#### [WRITTEN EXERCISE]
Copy the lines below exactly, from the first one up to and including the line with "column 927, row 109". Leave the pictures out of your answer.

#### [ENTRIES SUPPLIED]
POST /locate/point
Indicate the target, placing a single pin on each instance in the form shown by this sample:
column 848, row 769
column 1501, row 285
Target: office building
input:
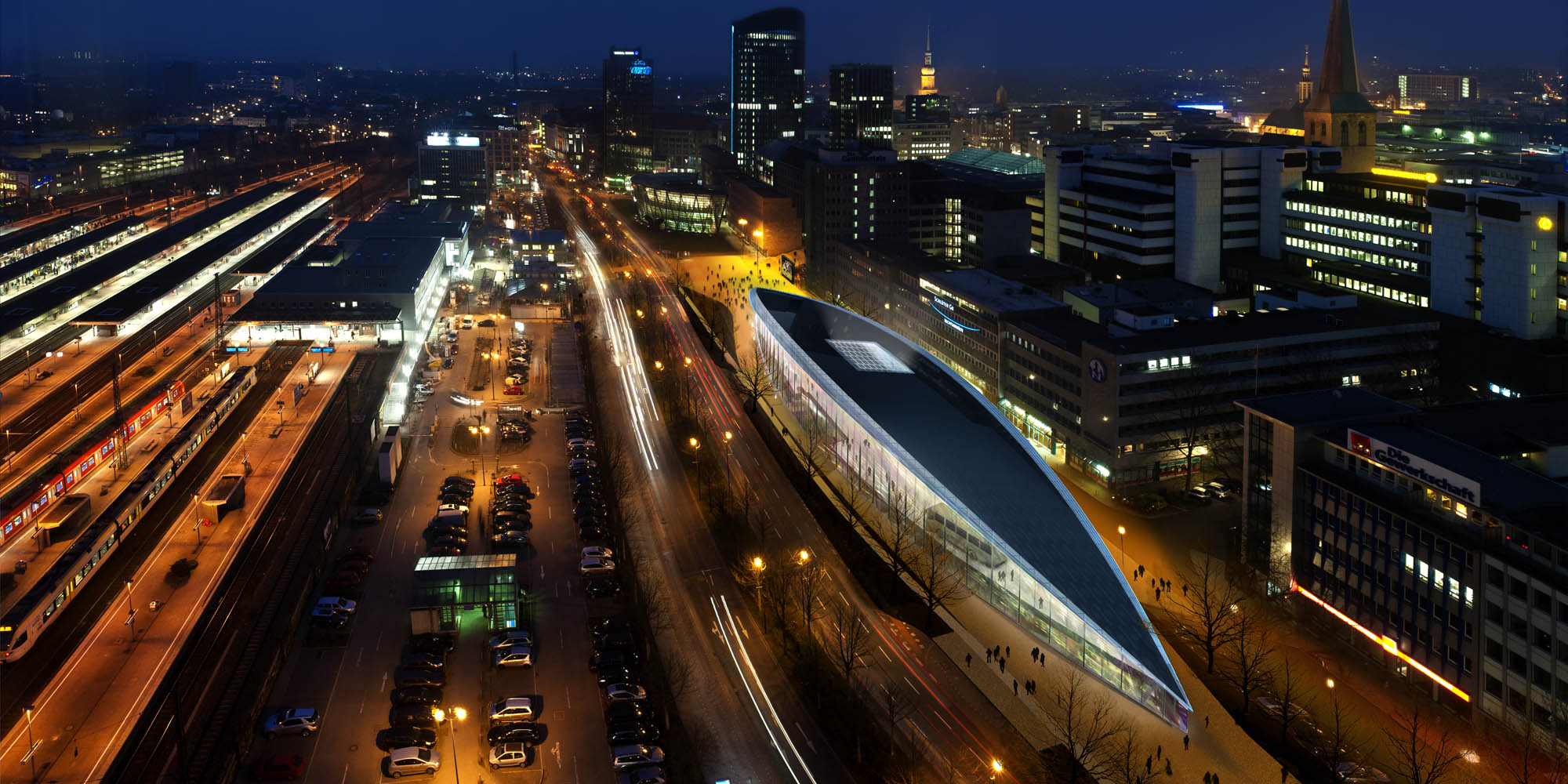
column 923, row 446
column 1164, row 209
column 1432, row 540
column 1147, row 397
column 677, row 203
column 454, row 167
column 628, row 117
column 927, row 109
column 1423, row 90
column 860, row 106
column 768, row 82
column 1338, row 115
column 924, row 140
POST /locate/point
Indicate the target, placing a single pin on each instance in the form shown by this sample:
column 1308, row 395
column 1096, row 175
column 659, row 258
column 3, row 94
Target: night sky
column 691, row 37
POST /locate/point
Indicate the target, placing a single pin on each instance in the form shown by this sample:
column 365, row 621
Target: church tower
column 1338, row 115
column 1304, row 90
column 927, row 71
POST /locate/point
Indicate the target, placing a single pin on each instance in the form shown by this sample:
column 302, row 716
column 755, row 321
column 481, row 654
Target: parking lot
column 540, row 501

#### [WRITTEN REPLY]
POST /locate/point
Indicate the target, placing a single pin on each instance in the form shown by this sample:
column 848, row 769
column 1501, row 285
Target: office building
input:
column 923, row 446
column 1164, row 209
column 1432, row 540
column 1147, row 397
column 677, row 203
column 454, row 167
column 628, row 117
column 927, row 109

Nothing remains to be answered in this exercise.